***** Text segment
Some 17 years ago, John Dwyer purchased this HQ ute from a caravan park on the flood plains of the mighty Murrumbidgee River in his hometown of Narrandera. As he removed chunks of river mud from the Quey’s rusty inner sills that day, he had no idea what he’d let himself in for.
This article was originally published in the November 2016 issue of Street Machine.
He had no way of knowing that it would take so long for the ute to again see the light of day, or that it would be finished to such an exacting standard that it would debut at Australia’s premier indoor show, in the company of the finest show cars in the land.
That being said, John is quick to insist that it is every inch a street car, and despite the ute’s flawless presentation, its street credentials are obvious. The quad Weber-fed 350ci small-block is plenty tough, but it’s also perfectly driveable, and fits neatly beneath the bonnet. The choice of rolling stock is striking yet sensible at 18 inches in diameter, and the undercarriage is painted in durable stone guard, with most under-car components powdercoated to resist stone chips and make cleaning a cinch. It’s built to drive, and once he’s got a few shows under his belt, that’s exactly what John intends to do with it.
**********
§ Instructions to follow
Rewrite the part of the HQ ute article starting at "Some 17 years" and ending at "in the land.", using "trailer park" in place of "caravan park". The items have nothing to do with this.
***** Raw data
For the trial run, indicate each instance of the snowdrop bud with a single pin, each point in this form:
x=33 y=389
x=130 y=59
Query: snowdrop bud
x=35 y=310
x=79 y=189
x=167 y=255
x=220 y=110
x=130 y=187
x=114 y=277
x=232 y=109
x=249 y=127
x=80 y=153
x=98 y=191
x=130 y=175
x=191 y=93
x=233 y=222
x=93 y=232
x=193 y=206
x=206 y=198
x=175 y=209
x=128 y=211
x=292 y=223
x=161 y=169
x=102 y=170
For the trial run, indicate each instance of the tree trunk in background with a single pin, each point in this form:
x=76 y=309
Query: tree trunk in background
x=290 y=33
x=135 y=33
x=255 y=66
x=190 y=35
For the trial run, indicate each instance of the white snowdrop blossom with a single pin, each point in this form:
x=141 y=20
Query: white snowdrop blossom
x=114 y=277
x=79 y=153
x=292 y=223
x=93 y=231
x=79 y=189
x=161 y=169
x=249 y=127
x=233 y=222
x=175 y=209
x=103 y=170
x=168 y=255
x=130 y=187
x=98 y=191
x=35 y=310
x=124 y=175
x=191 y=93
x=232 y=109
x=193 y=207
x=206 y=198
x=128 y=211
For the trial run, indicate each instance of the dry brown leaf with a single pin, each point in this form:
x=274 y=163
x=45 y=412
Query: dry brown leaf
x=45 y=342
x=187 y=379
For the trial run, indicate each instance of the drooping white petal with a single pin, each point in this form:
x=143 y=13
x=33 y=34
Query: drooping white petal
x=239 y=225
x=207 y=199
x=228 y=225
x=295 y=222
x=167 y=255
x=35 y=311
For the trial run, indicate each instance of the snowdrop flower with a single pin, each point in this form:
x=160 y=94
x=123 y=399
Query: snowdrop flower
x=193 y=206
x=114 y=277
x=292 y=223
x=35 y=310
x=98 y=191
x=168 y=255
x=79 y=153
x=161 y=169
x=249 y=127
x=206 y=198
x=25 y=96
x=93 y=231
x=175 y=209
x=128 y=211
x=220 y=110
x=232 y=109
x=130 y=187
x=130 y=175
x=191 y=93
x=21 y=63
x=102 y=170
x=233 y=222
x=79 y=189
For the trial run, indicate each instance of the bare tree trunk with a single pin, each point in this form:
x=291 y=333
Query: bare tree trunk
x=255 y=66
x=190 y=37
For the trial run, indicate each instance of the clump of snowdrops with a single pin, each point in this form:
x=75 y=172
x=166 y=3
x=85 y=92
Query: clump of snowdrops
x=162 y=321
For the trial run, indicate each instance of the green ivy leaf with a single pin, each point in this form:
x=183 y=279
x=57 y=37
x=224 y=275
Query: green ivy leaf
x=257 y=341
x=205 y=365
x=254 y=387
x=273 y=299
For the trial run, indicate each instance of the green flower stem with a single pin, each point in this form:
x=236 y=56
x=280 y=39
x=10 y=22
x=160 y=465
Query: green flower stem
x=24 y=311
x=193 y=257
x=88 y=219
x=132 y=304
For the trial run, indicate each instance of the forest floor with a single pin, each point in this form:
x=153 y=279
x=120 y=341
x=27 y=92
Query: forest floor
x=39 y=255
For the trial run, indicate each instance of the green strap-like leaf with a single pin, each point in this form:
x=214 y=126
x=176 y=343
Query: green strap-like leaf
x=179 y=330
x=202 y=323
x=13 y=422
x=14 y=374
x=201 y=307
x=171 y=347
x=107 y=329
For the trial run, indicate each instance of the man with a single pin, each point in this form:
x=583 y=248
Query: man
**********
§ Expected answer
Some 17 years ago, John Dwyer purchased this HQ ute from a trailer park on the flood plains of the mighty Murrumbidgee River in his hometown of Narrandera. As he removed chunks of river mud from the Quey’s rusty inner sills that day, he had no idea what he’d let himself in for.
This article was originally published in the November 2016 issue of Street Machine.
He had no way of knowing that it would take so long for the ute to again see the light of day, or that it would be finished to such an exacting standard that it would debut at Australia’s premier indoor show, in the company of the finest show cars in the land.